# GIVEN INSTRUCTION:
Reproduce the records that follow in full, excluding any picture they contain.

Object point labels:
○ ○ ○ ○

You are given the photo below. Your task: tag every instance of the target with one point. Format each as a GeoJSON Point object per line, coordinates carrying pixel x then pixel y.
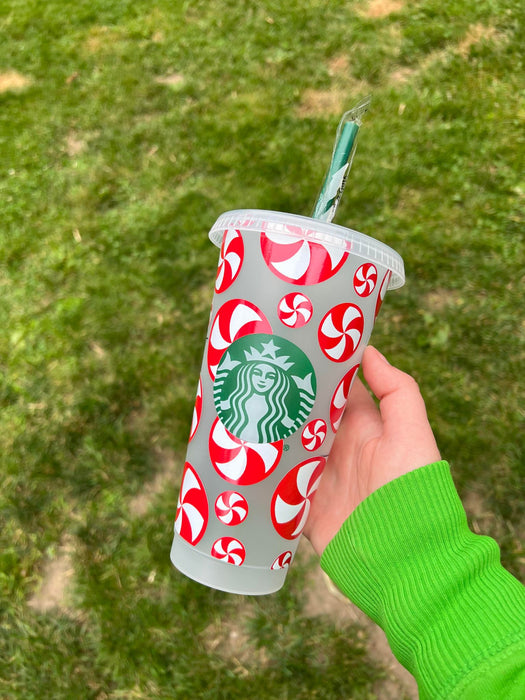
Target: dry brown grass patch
{"type": "Point", "coordinates": [13, 81]}
{"type": "Point", "coordinates": [377, 9]}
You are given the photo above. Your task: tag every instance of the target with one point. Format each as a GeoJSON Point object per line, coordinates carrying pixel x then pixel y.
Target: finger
{"type": "Point", "coordinates": [399, 397]}
{"type": "Point", "coordinates": [360, 403]}
{"type": "Point", "coordinates": [402, 407]}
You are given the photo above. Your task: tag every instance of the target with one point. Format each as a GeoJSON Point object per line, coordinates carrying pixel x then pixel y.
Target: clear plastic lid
{"type": "Point", "coordinates": [281, 223]}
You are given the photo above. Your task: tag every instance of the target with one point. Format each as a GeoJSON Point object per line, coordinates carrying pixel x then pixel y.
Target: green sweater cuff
{"type": "Point", "coordinates": [408, 559]}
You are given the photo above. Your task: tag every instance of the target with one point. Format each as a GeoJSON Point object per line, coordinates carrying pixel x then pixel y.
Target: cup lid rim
{"type": "Point", "coordinates": [295, 225]}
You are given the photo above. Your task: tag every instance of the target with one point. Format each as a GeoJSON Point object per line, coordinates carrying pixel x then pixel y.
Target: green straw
{"type": "Point", "coordinates": [342, 156]}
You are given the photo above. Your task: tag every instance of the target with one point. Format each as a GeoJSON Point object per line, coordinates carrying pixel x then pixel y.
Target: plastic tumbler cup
{"type": "Point", "coordinates": [294, 306]}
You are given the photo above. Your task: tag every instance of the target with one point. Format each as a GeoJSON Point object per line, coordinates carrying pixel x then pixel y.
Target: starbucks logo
{"type": "Point", "coordinates": [264, 388]}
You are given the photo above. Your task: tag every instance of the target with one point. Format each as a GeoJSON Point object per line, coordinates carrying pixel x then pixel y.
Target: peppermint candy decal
{"type": "Point", "coordinates": [365, 279]}
{"type": "Point", "coordinates": [283, 561]}
{"type": "Point", "coordinates": [229, 550]}
{"type": "Point", "coordinates": [197, 411]}
{"type": "Point", "coordinates": [295, 310]}
{"type": "Point", "coordinates": [382, 291]}
{"type": "Point", "coordinates": [240, 462]}
{"type": "Point", "coordinates": [235, 319]}
{"type": "Point", "coordinates": [314, 434]}
{"type": "Point", "coordinates": [340, 332]}
{"type": "Point", "coordinates": [293, 497]}
{"type": "Point", "coordinates": [338, 402]}
{"type": "Point", "coordinates": [300, 261]}
{"type": "Point", "coordinates": [231, 508]}
{"type": "Point", "coordinates": [230, 260]}
{"type": "Point", "coordinates": [191, 517]}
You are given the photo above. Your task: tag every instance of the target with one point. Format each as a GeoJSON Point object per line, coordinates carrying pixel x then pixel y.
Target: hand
{"type": "Point", "coordinates": [372, 446]}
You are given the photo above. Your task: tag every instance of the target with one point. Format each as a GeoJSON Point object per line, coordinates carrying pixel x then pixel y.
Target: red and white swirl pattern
{"type": "Point", "coordinates": [300, 261]}
{"type": "Point", "coordinates": [241, 462]}
{"type": "Point", "coordinates": [197, 411]}
{"type": "Point", "coordinates": [283, 561]}
{"type": "Point", "coordinates": [235, 319]}
{"type": "Point", "coordinates": [191, 517]}
{"type": "Point", "coordinates": [295, 310]}
{"type": "Point", "coordinates": [314, 434]}
{"type": "Point", "coordinates": [382, 291]}
{"type": "Point", "coordinates": [229, 550]}
{"type": "Point", "coordinates": [365, 279]}
{"type": "Point", "coordinates": [293, 497]}
{"type": "Point", "coordinates": [230, 259]}
{"type": "Point", "coordinates": [340, 332]}
{"type": "Point", "coordinates": [338, 403]}
{"type": "Point", "coordinates": [231, 508]}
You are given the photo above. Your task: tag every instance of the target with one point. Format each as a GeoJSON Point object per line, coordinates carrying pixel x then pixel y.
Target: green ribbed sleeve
{"type": "Point", "coordinates": [453, 616]}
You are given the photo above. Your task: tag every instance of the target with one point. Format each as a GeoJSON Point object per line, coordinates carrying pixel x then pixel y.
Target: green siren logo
{"type": "Point", "coordinates": [264, 389]}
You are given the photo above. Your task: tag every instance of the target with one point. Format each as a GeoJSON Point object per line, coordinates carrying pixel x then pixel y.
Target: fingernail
{"type": "Point", "coordinates": [381, 355]}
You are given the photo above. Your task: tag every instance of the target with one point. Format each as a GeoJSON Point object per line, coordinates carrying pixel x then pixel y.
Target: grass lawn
{"type": "Point", "coordinates": [126, 128]}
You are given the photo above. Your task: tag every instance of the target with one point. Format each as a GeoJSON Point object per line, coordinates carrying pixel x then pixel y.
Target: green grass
{"type": "Point", "coordinates": [126, 128]}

○ ○ ○ ○

# FULL RESPONSE:
You are given the photo below. Your task: tag every instance of the target with one point. Format each as a GeoJSON Point object per line, coordinates carrying pixel x then pixel y.
Target: dry brown grass patch
{"type": "Point", "coordinates": [13, 81]}
{"type": "Point", "coordinates": [377, 9]}
You are given the photo above. Your task: tag every instance of the target with one point. Format each as a GeoJSON Point object per line, coordinates carrying pixel x then pixel y.
Target: finger
{"type": "Point", "coordinates": [399, 397]}
{"type": "Point", "coordinates": [360, 403]}
{"type": "Point", "coordinates": [402, 407]}
You are given the photo above. Your task: tag every instance of the target with one point. Format each as a GeoJSON Point object per line, coordinates carrying pixel x then pixel y.
Target: clear plastic lid
{"type": "Point", "coordinates": [281, 223]}
You are given the photo above. Your task: tag every instance of the target with one point. Format each as a GeoJSON Point object per line, coordinates carrying pixel x then pixel y.
Target: green sweater cuff
{"type": "Point", "coordinates": [408, 559]}
You are given the photo above. Your task: tag every instance of the target with one point. Format each as a GeoJSON Point object per line, coordinates carrying pixel x then pixel y.
Target: cup lid rim
{"type": "Point", "coordinates": [295, 225]}
You are given the photo above. Your task: tag every instance of the target with one point. Format each as a GeoJSON Point object per line, coordinates carrying pixel x then pixel y.
Target: green straw
{"type": "Point", "coordinates": [342, 156]}
You are given the photo above. Your task: tag every instance of the target with one point. Format each as a GeoJSON Point object per line, coordinates carrying pixel x then pixel y.
Target: plastic tumbler cup
{"type": "Point", "coordinates": [294, 306]}
You are given the photo above. Your task: tag every instance of the target with one point. Format each as a GeoJSON Point object per line, coordinates carrying pixel x then pixel y.
Target: starbucks logo
{"type": "Point", "coordinates": [264, 388]}
You are given the photo above. Your task: tag every instance of the target with one point. Format each as a GeoJSON Point object per line, coordinates carrying pixel x then pixel y.
Target: peppermint candy decal
{"type": "Point", "coordinates": [365, 279]}
{"type": "Point", "coordinates": [283, 561]}
{"type": "Point", "coordinates": [229, 550]}
{"type": "Point", "coordinates": [197, 411]}
{"type": "Point", "coordinates": [295, 310]}
{"type": "Point", "coordinates": [382, 291]}
{"type": "Point", "coordinates": [240, 462]}
{"type": "Point", "coordinates": [235, 319]}
{"type": "Point", "coordinates": [314, 434]}
{"type": "Point", "coordinates": [340, 332]}
{"type": "Point", "coordinates": [293, 497]}
{"type": "Point", "coordinates": [338, 402]}
{"type": "Point", "coordinates": [300, 261]}
{"type": "Point", "coordinates": [231, 508]}
{"type": "Point", "coordinates": [230, 260]}
{"type": "Point", "coordinates": [191, 517]}
You are given the photo above. Your task: tag every instance of the target with one point. Format each as a GeoJSON Point object per line, coordinates carrying pixel x then pixel y.
Target: hand
{"type": "Point", "coordinates": [372, 446]}
You are given the photo above. Your task: tag every instance of the target with one point. Format each as a GeoJSON Point object per line, coordinates carrying pixel x then pixel y.
Target: red and white swirl pattern
{"type": "Point", "coordinates": [300, 261]}
{"type": "Point", "coordinates": [241, 462]}
{"type": "Point", "coordinates": [197, 411]}
{"type": "Point", "coordinates": [283, 561]}
{"type": "Point", "coordinates": [235, 319]}
{"type": "Point", "coordinates": [191, 517]}
{"type": "Point", "coordinates": [295, 310]}
{"type": "Point", "coordinates": [314, 434]}
{"type": "Point", "coordinates": [382, 291]}
{"type": "Point", "coordinates": [229, 550]}
{"type": "Point", "coordinates": [365, 279]}
{"type": "Point", "coordinates": [293, 497]}
{"type": "Point", "coordinates": [230, 259]}
{"type": "Point", "coordinates": [340, 332]}
{"type": "Point", "coordinates": [338, 403]}
{"type": "Point", "coordinates": [231, 508]}
You are given the photo above. Your task: tag every instance of the target with one point. Format each as a GeoJSON Point object per line, coordinates carrying pixel x then pixel y.
Target: green ribbed sleeve
{"type": "Point", "coordinates": [453, 616]}
You are given the photo above. Your task: tag every instance of the target with one point. Format each as a GeoJSON Point object per line, coordinates carrying pixel x then pixel y.
Target: green siren logo
{"type": "Point", "coordinates": [264, 389]}
You are given the photo above. Your task: tag every instance of the target with one point. Format each as a GeoJSON Point object per line, coordinates carrying pixel x then pixel y.
Target: fingernail
{"type": "Point", "coordinates": [381, 355]}
You are given the photo above. Your task: tag every instance of the target with one point. Format each as a GeoJSON Point object per line, coordinates carrying pixel x then pixel y.
Target: grass lawn
{"type": "Point", "coordinates": [126, 128]}
You are given the photo above. Your task: tag every instance of the target with one point. Format each as a GeoJSON Point object per line, coordinates carrying pixel x then pixel y.
Target: green grass
{"type": "Point", "coordinates": [126, 128]}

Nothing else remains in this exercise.